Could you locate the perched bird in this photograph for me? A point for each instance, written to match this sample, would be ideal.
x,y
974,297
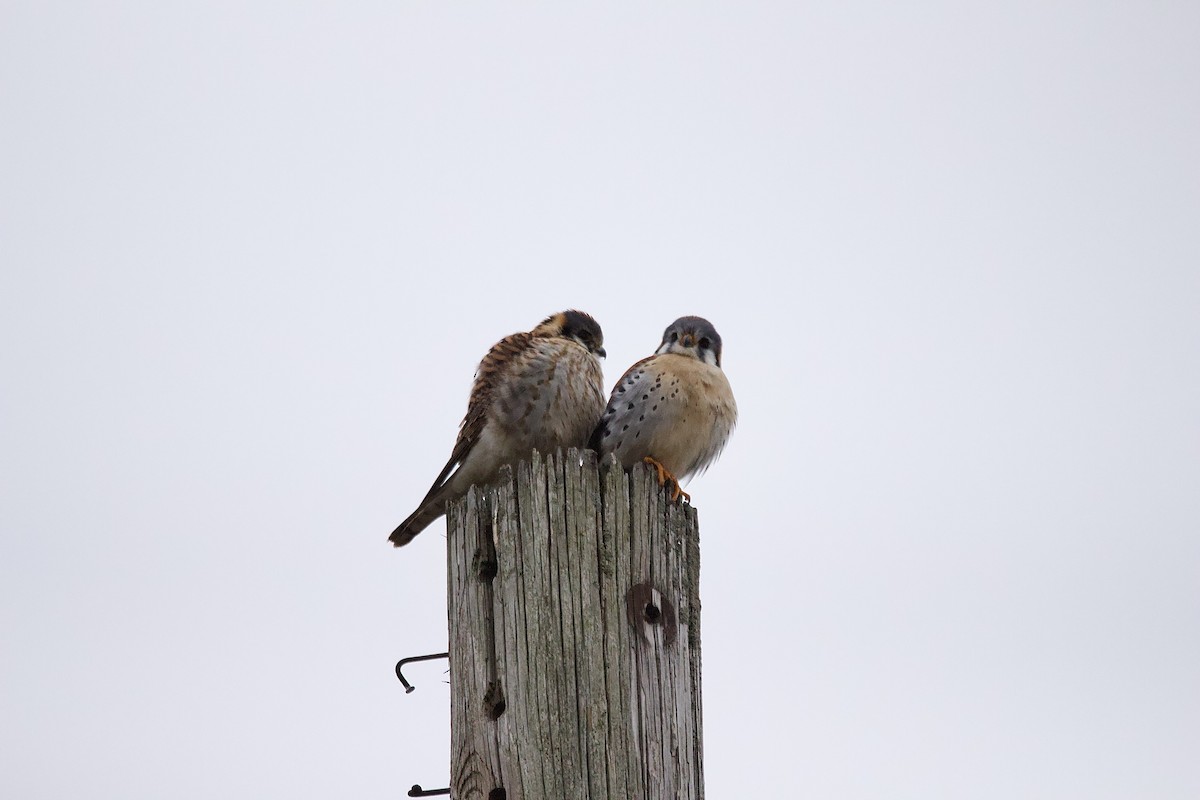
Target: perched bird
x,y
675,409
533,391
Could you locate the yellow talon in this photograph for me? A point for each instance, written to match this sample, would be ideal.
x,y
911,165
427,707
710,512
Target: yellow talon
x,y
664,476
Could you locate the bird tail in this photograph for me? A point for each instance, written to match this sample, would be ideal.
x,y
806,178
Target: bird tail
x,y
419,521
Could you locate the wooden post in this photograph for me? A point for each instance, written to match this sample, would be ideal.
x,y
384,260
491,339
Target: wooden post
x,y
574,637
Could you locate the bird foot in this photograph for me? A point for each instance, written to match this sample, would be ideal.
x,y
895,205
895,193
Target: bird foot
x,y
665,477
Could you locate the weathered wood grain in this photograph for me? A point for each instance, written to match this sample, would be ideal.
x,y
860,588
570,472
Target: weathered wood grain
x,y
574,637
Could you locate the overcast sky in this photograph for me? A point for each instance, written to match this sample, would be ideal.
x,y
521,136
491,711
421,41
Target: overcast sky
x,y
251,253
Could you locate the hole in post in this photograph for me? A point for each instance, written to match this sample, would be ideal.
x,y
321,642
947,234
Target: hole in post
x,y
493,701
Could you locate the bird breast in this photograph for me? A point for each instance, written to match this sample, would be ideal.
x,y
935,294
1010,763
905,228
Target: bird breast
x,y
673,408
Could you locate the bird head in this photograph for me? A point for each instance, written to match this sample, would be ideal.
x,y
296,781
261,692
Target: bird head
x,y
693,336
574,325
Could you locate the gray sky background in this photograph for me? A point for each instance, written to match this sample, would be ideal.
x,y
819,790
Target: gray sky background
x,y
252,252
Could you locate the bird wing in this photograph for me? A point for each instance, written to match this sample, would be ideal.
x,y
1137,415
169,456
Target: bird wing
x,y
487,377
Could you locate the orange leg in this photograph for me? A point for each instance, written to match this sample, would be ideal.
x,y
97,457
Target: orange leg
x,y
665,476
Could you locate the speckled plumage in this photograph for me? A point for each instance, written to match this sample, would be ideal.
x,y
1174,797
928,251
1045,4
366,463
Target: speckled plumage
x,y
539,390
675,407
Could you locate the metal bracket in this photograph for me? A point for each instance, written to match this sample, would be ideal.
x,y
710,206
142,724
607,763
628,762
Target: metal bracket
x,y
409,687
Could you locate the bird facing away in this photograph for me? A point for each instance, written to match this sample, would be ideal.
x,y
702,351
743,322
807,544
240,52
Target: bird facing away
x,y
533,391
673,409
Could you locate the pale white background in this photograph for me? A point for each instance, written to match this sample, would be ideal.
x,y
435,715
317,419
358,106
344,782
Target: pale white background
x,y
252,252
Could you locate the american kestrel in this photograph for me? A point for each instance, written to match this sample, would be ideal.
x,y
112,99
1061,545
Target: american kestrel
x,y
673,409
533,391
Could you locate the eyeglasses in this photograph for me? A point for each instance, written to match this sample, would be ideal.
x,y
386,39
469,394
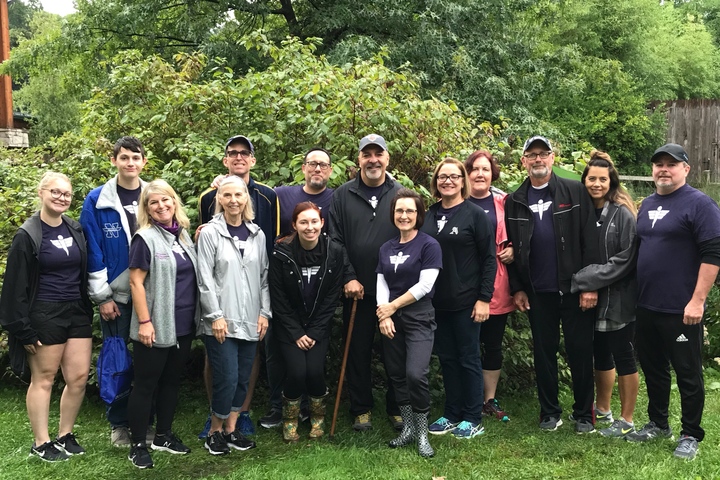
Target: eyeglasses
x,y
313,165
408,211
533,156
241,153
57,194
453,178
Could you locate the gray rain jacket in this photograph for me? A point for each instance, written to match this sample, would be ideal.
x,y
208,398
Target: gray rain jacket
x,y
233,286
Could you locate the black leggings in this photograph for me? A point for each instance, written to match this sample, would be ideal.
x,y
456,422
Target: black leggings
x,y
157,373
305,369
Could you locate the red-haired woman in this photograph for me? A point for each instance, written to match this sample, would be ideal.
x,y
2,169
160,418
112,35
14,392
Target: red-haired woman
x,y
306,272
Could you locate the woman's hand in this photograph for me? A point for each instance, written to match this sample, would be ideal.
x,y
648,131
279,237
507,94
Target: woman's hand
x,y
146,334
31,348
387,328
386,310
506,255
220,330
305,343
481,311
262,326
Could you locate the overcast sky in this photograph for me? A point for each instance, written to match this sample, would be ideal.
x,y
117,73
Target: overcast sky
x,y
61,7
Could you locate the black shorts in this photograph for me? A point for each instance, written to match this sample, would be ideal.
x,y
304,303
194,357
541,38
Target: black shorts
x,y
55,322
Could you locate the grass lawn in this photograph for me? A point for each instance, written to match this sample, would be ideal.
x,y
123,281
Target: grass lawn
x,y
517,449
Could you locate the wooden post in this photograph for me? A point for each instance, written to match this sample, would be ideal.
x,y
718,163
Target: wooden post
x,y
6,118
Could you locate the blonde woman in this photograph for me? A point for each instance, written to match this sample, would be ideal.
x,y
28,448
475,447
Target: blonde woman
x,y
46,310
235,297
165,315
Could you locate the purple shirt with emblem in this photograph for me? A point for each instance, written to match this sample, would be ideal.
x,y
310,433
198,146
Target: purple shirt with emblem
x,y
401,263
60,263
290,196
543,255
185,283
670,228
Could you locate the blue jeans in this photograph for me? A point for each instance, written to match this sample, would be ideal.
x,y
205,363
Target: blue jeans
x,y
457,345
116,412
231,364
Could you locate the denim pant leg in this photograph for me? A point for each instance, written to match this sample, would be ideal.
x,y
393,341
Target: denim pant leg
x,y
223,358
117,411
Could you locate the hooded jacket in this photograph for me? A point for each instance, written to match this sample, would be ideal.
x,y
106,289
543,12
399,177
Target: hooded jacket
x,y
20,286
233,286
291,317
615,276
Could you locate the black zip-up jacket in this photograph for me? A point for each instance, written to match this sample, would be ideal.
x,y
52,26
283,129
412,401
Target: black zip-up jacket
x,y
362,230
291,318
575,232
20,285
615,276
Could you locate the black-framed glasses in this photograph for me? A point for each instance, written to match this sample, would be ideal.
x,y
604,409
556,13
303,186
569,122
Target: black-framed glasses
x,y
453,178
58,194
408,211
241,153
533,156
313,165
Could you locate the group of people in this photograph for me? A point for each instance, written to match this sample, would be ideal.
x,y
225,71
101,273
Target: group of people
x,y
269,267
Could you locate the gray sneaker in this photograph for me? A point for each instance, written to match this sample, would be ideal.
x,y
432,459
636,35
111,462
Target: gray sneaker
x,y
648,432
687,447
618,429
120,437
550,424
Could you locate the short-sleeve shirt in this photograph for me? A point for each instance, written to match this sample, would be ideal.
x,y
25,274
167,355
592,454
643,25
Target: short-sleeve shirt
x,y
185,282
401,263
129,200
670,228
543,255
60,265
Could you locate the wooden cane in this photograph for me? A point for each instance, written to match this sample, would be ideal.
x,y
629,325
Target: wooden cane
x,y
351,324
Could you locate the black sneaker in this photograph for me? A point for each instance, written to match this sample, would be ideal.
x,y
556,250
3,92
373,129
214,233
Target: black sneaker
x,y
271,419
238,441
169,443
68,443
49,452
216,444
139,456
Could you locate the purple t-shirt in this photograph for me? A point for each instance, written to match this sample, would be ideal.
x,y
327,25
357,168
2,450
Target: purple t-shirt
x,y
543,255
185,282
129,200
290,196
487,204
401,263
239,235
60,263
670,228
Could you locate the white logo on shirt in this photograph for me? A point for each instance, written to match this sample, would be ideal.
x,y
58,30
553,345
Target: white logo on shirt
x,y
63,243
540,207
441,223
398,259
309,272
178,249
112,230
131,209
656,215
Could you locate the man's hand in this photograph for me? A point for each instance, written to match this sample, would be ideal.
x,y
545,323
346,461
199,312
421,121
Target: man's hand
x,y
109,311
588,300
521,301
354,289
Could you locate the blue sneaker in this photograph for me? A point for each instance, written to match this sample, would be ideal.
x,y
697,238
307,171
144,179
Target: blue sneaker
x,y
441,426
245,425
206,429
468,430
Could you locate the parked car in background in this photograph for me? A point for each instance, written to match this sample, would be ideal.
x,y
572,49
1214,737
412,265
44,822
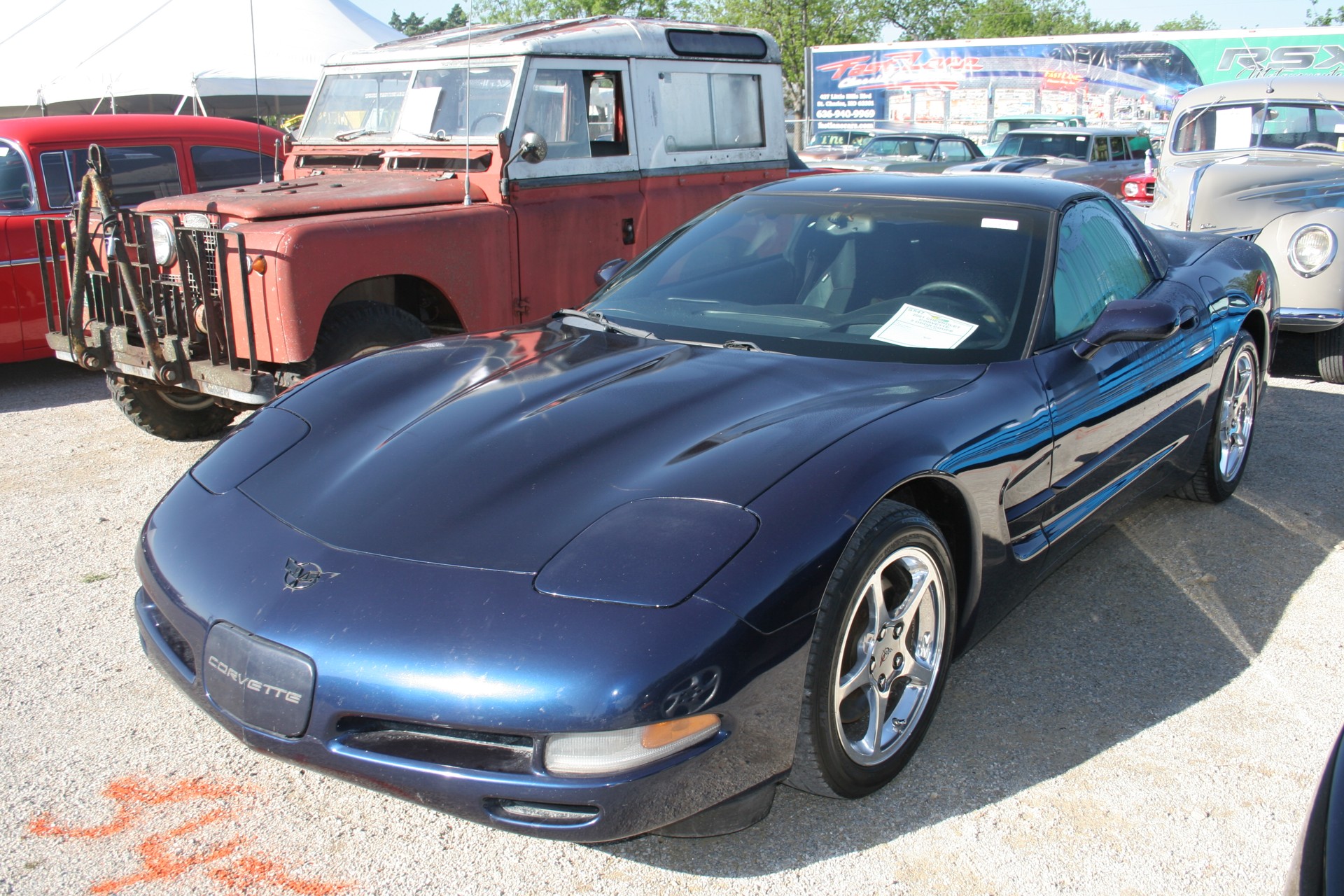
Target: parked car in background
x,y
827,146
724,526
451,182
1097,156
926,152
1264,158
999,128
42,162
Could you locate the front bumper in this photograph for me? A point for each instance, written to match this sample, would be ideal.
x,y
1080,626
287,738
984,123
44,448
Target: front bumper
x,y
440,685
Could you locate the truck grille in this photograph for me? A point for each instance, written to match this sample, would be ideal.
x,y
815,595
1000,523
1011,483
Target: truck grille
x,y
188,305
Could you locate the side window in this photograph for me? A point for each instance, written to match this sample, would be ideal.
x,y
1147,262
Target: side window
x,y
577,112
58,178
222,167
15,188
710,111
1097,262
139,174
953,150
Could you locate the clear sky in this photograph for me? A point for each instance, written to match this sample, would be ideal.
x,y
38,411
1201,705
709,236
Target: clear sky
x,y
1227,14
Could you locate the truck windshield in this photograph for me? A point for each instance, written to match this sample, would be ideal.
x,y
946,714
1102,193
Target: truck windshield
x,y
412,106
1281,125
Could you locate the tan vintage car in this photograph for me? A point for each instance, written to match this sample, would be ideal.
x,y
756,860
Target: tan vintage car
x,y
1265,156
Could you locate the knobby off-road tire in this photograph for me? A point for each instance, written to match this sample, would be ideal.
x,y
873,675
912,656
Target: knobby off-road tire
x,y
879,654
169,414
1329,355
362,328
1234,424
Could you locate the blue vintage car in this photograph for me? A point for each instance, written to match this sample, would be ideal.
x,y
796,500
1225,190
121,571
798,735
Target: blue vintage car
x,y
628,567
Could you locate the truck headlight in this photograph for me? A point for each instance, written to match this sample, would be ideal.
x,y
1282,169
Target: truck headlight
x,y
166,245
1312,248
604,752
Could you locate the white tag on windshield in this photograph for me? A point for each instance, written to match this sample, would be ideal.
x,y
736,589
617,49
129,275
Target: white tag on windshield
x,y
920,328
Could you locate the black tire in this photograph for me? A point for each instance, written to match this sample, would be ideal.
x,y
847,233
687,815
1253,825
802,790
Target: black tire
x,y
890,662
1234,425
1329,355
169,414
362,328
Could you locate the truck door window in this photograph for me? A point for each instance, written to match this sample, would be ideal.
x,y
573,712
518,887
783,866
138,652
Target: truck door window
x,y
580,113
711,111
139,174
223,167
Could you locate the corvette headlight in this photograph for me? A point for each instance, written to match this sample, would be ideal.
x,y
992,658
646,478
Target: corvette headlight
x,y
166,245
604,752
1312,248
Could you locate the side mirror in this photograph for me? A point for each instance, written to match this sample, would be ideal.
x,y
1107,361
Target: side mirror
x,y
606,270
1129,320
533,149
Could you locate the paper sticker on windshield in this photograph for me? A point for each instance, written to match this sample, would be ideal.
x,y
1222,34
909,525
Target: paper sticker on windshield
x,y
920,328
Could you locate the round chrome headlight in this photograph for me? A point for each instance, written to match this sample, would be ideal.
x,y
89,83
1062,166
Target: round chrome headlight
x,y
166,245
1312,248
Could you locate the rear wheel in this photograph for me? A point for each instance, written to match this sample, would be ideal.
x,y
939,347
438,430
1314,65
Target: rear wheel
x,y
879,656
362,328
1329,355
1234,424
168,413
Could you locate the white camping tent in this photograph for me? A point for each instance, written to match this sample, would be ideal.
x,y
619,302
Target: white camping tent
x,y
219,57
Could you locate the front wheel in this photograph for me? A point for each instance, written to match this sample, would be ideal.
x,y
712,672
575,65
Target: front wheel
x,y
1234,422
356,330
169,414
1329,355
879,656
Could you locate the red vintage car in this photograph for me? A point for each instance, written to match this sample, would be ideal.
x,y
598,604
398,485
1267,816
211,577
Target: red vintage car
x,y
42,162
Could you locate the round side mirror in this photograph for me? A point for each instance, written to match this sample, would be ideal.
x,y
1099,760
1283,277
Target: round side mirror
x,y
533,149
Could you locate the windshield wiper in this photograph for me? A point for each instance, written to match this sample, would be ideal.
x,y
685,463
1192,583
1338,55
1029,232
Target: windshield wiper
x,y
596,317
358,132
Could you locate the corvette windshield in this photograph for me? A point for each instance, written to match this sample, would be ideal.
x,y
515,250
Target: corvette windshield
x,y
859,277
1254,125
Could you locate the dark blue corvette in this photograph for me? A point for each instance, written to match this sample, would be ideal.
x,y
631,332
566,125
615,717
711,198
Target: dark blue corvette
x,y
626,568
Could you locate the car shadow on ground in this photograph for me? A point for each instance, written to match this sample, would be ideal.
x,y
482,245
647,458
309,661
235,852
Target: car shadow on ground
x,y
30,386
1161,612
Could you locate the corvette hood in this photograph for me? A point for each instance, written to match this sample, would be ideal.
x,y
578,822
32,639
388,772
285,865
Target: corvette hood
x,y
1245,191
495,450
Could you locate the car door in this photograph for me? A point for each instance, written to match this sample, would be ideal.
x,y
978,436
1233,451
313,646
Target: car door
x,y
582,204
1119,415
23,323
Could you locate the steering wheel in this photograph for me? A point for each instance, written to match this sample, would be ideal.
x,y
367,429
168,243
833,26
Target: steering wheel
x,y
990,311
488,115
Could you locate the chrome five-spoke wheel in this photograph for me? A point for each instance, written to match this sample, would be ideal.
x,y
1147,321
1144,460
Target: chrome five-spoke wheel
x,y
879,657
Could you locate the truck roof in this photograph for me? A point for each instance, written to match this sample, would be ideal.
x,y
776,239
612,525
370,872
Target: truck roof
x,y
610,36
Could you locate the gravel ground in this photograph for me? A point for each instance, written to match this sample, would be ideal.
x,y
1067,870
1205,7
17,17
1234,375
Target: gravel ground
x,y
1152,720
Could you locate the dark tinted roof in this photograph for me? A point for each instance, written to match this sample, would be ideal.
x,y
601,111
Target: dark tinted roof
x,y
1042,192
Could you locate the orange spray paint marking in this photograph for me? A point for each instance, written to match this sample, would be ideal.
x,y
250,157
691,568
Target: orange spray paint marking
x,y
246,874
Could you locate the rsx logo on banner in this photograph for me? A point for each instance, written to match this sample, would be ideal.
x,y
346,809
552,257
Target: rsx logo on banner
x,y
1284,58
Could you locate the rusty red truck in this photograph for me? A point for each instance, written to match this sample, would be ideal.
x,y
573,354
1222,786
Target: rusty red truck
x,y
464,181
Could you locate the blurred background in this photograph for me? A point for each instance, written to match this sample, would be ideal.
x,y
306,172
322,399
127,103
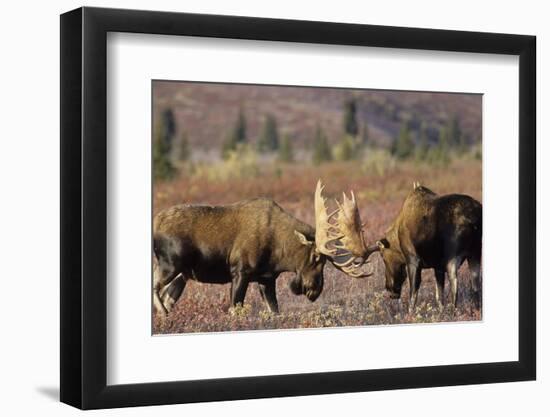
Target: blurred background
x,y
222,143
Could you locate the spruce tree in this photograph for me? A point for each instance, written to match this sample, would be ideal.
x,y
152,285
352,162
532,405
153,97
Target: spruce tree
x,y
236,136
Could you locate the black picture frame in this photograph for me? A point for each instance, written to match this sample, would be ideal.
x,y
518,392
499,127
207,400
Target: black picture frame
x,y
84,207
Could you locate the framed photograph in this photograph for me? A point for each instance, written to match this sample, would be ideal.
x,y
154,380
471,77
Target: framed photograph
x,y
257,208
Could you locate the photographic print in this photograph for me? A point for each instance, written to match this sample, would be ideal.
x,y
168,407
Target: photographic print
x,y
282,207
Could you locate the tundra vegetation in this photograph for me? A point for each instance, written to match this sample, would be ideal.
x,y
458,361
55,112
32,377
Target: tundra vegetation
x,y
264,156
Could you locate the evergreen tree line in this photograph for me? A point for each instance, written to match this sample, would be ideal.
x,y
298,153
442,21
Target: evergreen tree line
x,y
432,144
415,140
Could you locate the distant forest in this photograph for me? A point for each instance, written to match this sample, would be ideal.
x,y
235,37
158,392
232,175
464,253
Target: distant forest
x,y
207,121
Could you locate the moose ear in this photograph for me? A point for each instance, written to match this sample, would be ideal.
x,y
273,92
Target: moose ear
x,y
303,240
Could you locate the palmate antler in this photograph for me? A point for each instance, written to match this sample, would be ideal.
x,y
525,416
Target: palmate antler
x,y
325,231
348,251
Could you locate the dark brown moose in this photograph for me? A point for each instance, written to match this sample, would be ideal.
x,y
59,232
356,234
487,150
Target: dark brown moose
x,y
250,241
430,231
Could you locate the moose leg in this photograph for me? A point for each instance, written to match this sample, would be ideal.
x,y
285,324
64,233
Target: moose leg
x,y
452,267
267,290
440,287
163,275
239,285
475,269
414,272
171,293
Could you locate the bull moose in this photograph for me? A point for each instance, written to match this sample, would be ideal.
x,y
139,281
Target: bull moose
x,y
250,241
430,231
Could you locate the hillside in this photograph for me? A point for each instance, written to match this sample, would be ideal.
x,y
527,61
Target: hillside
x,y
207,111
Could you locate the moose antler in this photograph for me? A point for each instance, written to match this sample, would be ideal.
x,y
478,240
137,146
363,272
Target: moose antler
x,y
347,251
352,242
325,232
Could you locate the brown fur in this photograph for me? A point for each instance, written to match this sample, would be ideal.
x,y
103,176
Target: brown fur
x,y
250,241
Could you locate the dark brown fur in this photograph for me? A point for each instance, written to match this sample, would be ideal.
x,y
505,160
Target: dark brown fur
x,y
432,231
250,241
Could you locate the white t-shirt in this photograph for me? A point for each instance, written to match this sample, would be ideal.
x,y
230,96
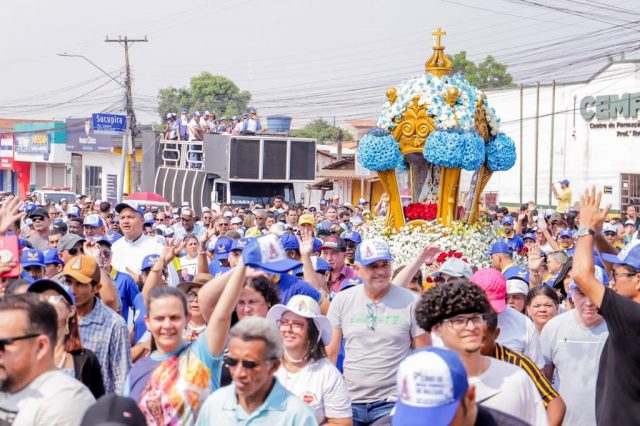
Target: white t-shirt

▶ [What the exercise asks]: Copy the lines starting at the line that contains "Could you locate the dark brown moose" and running to the final line of the entries, inclusive; omit all pictures.

▶ [Response to the task]:
Could you locate the dark brown moose in this photograph for me? A point for each instance, written to match this sample, would be ideal.
x,y
59,232
356,234
487,150
Target: dark brown moose
x,y
250,241
430,231
Could you locate the moose leg in this photograph for me? A point for each instance, written to match this sample, would be ideal.
x,y
285,324
64,233
Target: moose leg
x,y
452,267
267,290
440,287
163,275
239,285
475,269
414,272
171,293
Could you locate the bull moose in this photograph for me? A point for each instance, written to match this sample, would be ideal.
x,y
139,281
Target: bull moose
x,y
250,241
430,231
Could you locate the hillside in this photograph for me? A point for each instance, written to match this sample, would be ideal.
x,y
527,61
Target: hillside
x,y
207,111
Could you locate the moose antler in this photograph for me? A point for each instance, written to match this sample, would be ideal.
x,y
478,240
137,146
363,272
Target: moose antler
x,y
347,251
352,242
325,232
Could you locate the brown fur in this photograph for me? A point for each instance, written to match this sample, would be ideal.
x,y
103,176
Target: brown fur
x,y
250,241
Could you locate the dark brown fur in this photograph for me? A point for each instance, written to match this sample, would be ideal.
x,y
505,160
Target: dark brown fur
x,y
432,231
250,241
Could you locate the white t-shirt in this photograph for me? A point for each instance, written to match this sample, would be ideal.
x,y
230,96
Target: white t-shirt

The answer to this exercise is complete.